[Start of Supplied material]

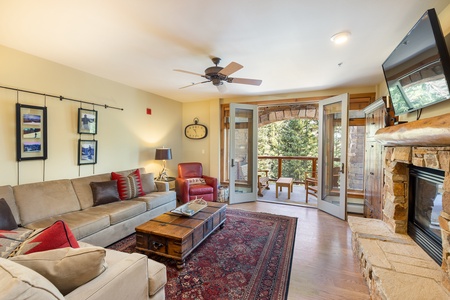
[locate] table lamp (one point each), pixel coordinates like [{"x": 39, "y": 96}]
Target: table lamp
[{"x": 163, "y": 154}]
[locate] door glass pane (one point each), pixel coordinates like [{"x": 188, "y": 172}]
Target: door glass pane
[
  {"x": 332, "y": 154},
  {"x": 243, "y": 150}
]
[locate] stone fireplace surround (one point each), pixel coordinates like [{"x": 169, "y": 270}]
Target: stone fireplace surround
[{"x": 394, "y": 266}]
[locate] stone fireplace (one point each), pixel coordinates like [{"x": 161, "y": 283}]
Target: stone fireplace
[{"x": 389, "y": 258}]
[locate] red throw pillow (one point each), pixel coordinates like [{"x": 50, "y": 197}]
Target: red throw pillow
[
  {"x": 129, "y": 186},
  {"x": 57, "y": 235}
]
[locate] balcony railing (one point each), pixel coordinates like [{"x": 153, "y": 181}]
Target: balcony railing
[{"x": 310, "y": 165}]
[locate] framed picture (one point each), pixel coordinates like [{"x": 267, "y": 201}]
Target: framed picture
[
  {"x": 87, "y": 152},
  {"x": 31, "y": 132},
  {"x": 87, "y": 121}
]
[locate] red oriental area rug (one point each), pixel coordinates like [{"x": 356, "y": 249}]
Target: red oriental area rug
[{"x": 250, "y": 258}]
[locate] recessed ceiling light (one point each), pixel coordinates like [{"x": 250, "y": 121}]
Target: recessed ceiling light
[{"x": 340, "y": 37}]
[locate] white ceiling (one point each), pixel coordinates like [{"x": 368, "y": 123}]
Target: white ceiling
[{"x": 285, "y": 43}]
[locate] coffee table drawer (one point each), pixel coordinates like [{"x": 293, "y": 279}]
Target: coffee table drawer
[
  {"x": 151, "y": 242},
  {"x": 178, "y": 249}
]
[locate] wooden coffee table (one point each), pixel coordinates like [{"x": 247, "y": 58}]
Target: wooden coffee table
[{"x": 176, "y": 236}]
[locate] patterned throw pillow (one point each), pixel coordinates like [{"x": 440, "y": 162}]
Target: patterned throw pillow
[
  {"x": 11, "y": 239},
  {"x": 129, "y": 186},
  {"x": 57, "y": 235},
  {"x": 194, "y": 181}
]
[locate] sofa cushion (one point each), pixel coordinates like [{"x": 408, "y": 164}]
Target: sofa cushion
[
  {"x": 83, "y": 189},
  {"x": 148, "y": 183},
  {"x": 37, "y": 201},
  {"x": 81, "y": 223},
  {"x": 129, "y": 186},
  {"x": 58, "y": 235},
  {"x": 6, "y": 192},
  {"x": 19, "y": 282},
  {"x": 66, "y": 268},
  {"x": 7, "y": 221},
  {"x": 119, "y": 211},
  {"x": 104, "y": 192},
  {"x": 157, "y": 199}
]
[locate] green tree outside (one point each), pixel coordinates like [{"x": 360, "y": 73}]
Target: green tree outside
[{"x": 296, "y": 137}]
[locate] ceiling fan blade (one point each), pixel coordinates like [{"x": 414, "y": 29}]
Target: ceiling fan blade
[
  {"x": 231, "y": 68},
  {"x": 222, "y": 88},
  {"x": 183, "y": 71},
  {"x": 194, "y": 84},
  {"x": 245, "y": 81}
]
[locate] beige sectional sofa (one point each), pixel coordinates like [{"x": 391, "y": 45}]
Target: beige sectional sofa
[{"x": 38, "y": 205}]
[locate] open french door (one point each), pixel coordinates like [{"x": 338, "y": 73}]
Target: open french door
[
  {"x": 332, "y": 170},
  {"x": 243, "y": 153}
]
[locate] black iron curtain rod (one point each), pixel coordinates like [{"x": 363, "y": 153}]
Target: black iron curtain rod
[{"x": 61, "y": 98}]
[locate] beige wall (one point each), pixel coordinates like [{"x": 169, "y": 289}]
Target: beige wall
[{"x": 126, "y": 139}]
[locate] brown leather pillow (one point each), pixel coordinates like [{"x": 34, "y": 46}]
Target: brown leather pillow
[
  {"x": 104, "y": 192},
  {"x": 7, "y": 221}
]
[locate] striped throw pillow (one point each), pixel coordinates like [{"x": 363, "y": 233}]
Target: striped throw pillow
[{"x": 129, "y": 186}]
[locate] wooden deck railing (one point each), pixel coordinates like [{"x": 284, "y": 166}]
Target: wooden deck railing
[{"x": 280, "y": 160}]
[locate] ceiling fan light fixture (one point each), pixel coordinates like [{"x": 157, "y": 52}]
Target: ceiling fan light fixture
[{"x": 341, "y": 37}]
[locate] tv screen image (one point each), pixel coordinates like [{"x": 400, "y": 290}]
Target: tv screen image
[{"x": 418, "y": 70}]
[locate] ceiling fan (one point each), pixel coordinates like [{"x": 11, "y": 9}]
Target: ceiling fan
[{"x": 218, "y": 75}]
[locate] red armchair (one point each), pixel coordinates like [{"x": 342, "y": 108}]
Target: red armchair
[{"x": 191, "y": 183}]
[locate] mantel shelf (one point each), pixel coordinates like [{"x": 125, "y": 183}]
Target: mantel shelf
[{"x": 433, "y": 131}]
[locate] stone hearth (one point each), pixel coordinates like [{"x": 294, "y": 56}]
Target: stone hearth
[{"x": 392, "y": 263}]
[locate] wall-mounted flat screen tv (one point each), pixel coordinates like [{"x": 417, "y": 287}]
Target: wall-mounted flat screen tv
[{"x": 417, "y": 72}]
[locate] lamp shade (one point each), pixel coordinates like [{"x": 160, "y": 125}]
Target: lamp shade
[{"x": 163, "y": 154}]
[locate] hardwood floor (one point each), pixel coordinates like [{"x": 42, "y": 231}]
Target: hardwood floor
[{"x": 323, "y": 265}]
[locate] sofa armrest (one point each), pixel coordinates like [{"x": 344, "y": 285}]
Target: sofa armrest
[
  {"x": 125, "y": 278},
  {"x": 162, "y": 186}
]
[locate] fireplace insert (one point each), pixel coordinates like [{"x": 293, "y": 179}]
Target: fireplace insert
[{"x": 425, "y": 205}]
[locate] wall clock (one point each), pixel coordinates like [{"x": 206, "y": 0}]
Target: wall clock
[{"x": 195, "y": 131}]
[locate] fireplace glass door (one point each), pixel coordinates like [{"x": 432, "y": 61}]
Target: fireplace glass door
[{"x": 425, "y": 203}]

[End of Supplied material]

(Exercise prompt)
Rewrite the part of the rows that opens with the line containing "[locate] wall-mounted flat" and runs through the end, keeping every request line unchanged. In the answers only, raise each x and y coordinate by 93.

(Result for this task)
[locate] wall-mounted flat screen tv (one point each), pixel coordinates like [{"x": 417, "y": 287}]
Target: wall-mounted flat screen tv
[{"x": 510, "y": 165}]
[locate] lamp shade (one point each), pixel coordinates like [{"x": 160, "y": 125}]
Target: lamp shade
[{"x": 256, "y": 247}]
[locate] hardwood floor (one point each), pixel coordinates like [{"x": 42, "y": 231}]
Target: hardwood floor
[{"x": 416, "y": 358}]
[locate] sofa armrest (one point each), pixel coordinates like [{"x": 344, "y": 285}]
Target: sofa armrest
[
  {"x": 218, "y": 371},
  {"x": 255, "y": 279}
]
[locate] fireplace insert (one point each), pixel coordinates like [{"x": 293, "y": 179}]
Target: fireplace insert
[{"x": 518, "y": 298}]
[locate] wall clock (one point each), pixel coordinates like [{"x": 206, "y": 0}]
Target: wall clock
[{"x": 288, "y": 224}]
[locate] fireplace glass door (one point each), pixel coordinates like [{"x": 432, "y": 61}]
Target: fireplace glass door
[{"x": 518, "y": 296}]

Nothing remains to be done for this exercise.